### Task to carry out
Repeat the records below exactly, leaving out any pictures.

### Extracted material
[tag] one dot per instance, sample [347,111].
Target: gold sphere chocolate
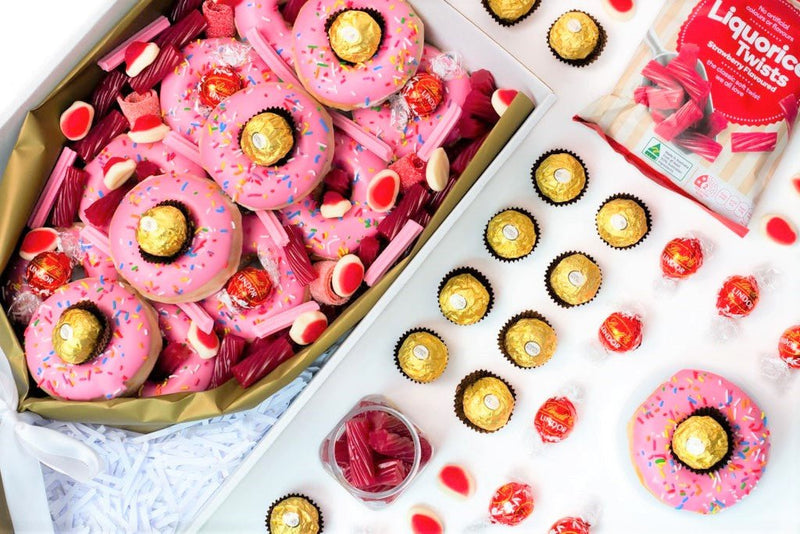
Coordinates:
[574,36]
[267,138]
[622,222]
[700,442]
[575,279]
[77,335]
[560,177]
[294,515]
[422,356]
[162,231]
[511,234]
[488,403]
[464,299]
[530,342]
[355,36]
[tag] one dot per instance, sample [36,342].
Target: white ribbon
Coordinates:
[23,447]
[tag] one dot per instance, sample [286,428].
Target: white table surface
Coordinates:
[592,464]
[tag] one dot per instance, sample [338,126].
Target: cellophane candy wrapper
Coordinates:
[706,107]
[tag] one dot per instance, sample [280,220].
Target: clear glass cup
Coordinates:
[375,500]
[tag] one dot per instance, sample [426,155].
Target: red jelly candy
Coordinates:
[621,332]
[555,419]
[511,504]
[737,297]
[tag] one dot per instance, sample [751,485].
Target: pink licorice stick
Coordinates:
[392,253]
[270,57]
[98,239]
[182,146]
[362,137]
[283,320]
[274,227]
[116,57]
[51,188]
[198,315]
[440,132]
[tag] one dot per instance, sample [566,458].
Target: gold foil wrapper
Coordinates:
[267,138]
[574,36]
[488,403]
[511,234]
[355,36]
[530,342]
[575,279]
[294,515]
[162,231]
[77,335]
[622,222]
[560,177]
[422,357]
[700,442]
[464,299]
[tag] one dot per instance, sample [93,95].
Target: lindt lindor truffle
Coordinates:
[623,221]
[484,402]
[559,177]
[527,340]
[576,38]
[510,12]
[421,355]
[294,514]
[511,234]
[465,296]
[573,279]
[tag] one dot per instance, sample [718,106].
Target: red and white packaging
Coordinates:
[707,106]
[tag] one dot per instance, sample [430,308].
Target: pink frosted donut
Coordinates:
[267,188]
[128,357]
[195,374]
[181,103]
[333,238]
[122,147]
[339,85]
[214,250]
[287,292]
[650,434]
[408,139]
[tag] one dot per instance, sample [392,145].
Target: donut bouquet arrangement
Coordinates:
[239,183]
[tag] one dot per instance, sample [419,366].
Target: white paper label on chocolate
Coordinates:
[459,302]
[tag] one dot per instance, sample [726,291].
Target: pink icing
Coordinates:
[655,421]
[332,238]
[287,292]
[122,147]
[214,252]
[180,98]
[378,120]
[266,188]
[195,374]
[125,363]
[357,86]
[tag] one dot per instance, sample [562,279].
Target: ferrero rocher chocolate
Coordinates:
[162,231]
[574,36]
[511,234]
[78,334]
[422,356]
[700,442]
[530,342]
[294,515]
[488,403]
[560,177]
[575,279]
[355,36]
[464,299]
[622,222]
[267,138]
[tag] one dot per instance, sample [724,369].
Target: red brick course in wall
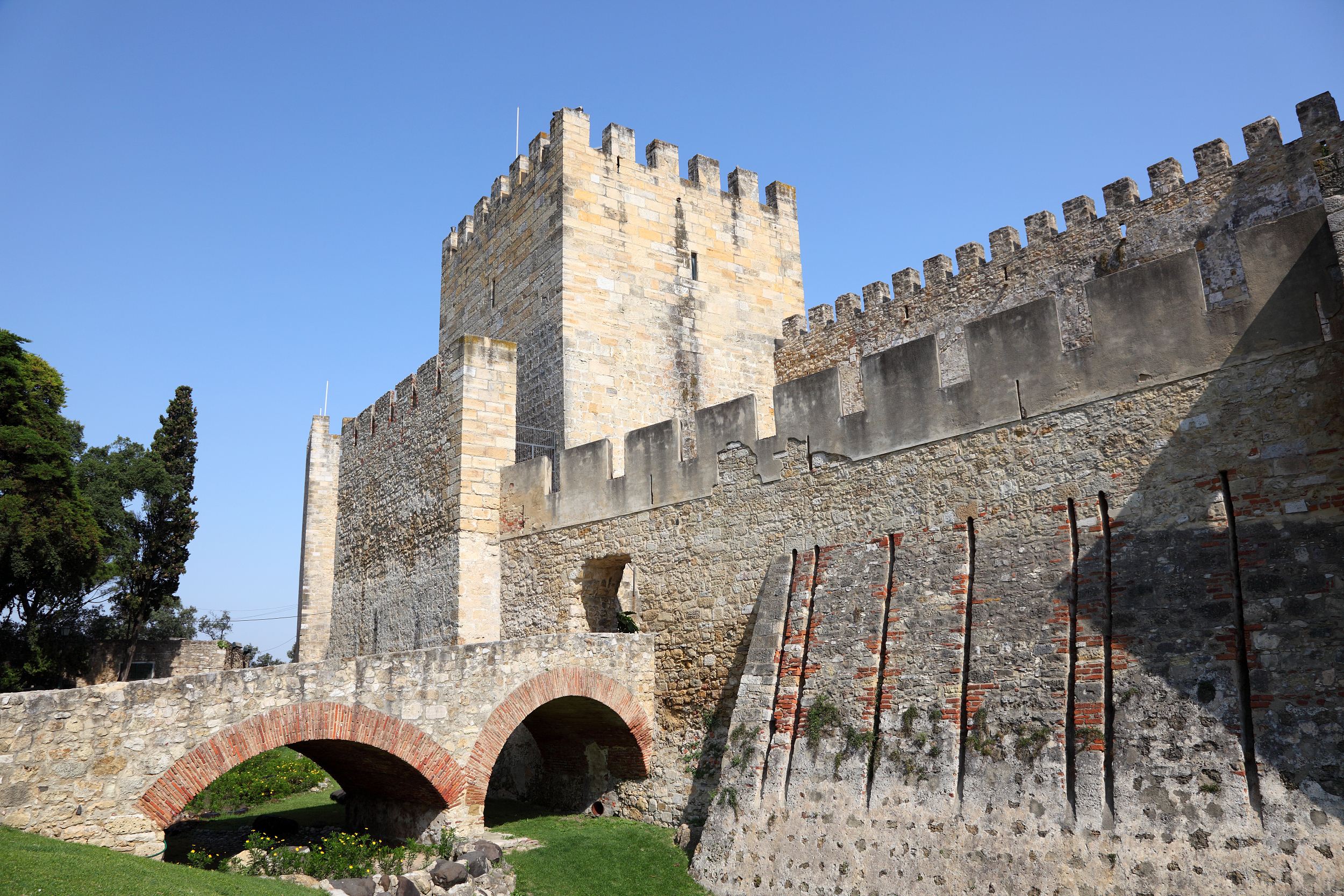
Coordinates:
[291,726]
[552,685]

### Solution to this task
[tag] one dot per instance, sample [347,111].
Target: gold sphere chocolate
Coordinates:
[574,36]
[267,138]
[622,222]
[700,442]
[575,279]
[77,335]
[560,177]
[294,515]
[422,356]
[162,231]
[511,234]
[488,403]
[464,299]
[530,342]
[355,36]
[tag] one dot per instance, sample [36,342].
Target: white ribbon
Coordinates:
[23,447]
[tag] one dot per instance, sample [286,428].
Target: white table surface
Coordinates:
[592,464]
[tag] one dot per instance, sample [338,126].
Target: cellophane candy wrapper
Coordinates:
[706,107]
[tag] one dot per instance, sample [280,220].
Target: clear glass cup
Coordinates:
[375,500]
[tag] one dot per instance, sample [426,155].
Target: red jelly candy
Coordinates:
[621,332]
[555,419]
[511,504]
[737,297]
[tag] one dot per instance, sample [751,485].
Target: pink licorice stick
Coordinates:
[392,253]
[270,57]
[98,239]
[182,146]
[362,137]
[283,320]
[274,227]
[116,57]
[51,188]
[198,315]
[440,132]
[tag] one dot per instance, sample [566,458].
Target: gold foil wrapper
Coordinates:
[267,138]
[574,36]
[488,403]
[511,234]
[355,36]
[530,342]
[575,279]
[294,515]
[162,231]
[77,335]
[622,222]
[560,177]
[422,357]
[700,442]
[464,299]
[tag] one dot per instance, sample [93,95].
Target: lindt lindor truffle
Coordinates:
[623,221]
[484,402]
[559,177]
[527,340]
[576,38]
[510,12]
[421,355]
[294,514]
[511,234]
[465,296]
[573,279]
[tag] one dot per instance, sample [718,106].
Target: red and white packaging
Coordinates:
[707,106]
[tag] one dot per instance, sample [430,308].
Target: pink frosted donut
Coordinates:
[267,188]
[128,357]
[195,374]
[181,103]
[333,238]
[122,147]
[339,85]
[214,250]
[287,292]
[650,434]
[408,139]
[tag] one dot per instance, sample [392,145].
Target: donut bouquet arrangement
Coordinates:
[239,183]
[tag] one dot per instance, sample [419,366].
Target: white paper label on chocolate
Coordinates:
[459,302]
[tag] one dot per instance, sample [726,291].
Target: pink icing
Coordinates:
[655,421]
[332,238]
[287,292]
[122,147]
[214,252]
[180,98]
[378,120]
[266,188]
[195,374]
[125,363]
[357,86]
[tag] one dot per instance, sample [562,279].
Target: ferrero rocher chocolate
Coordinates:
[162,231]
[574,36]
[511,234]
[78,334]
[422,356]
[700,442]
[530,342]
[294,515]
[488,403]
[560,177]
[575,279]
[355,36]
[464,299]
[622,222]
[267,138]
[tag] one dot per instance, sample [724,369].
Target: red brick course in wall
Coordinates:
[291,726]
[552,685]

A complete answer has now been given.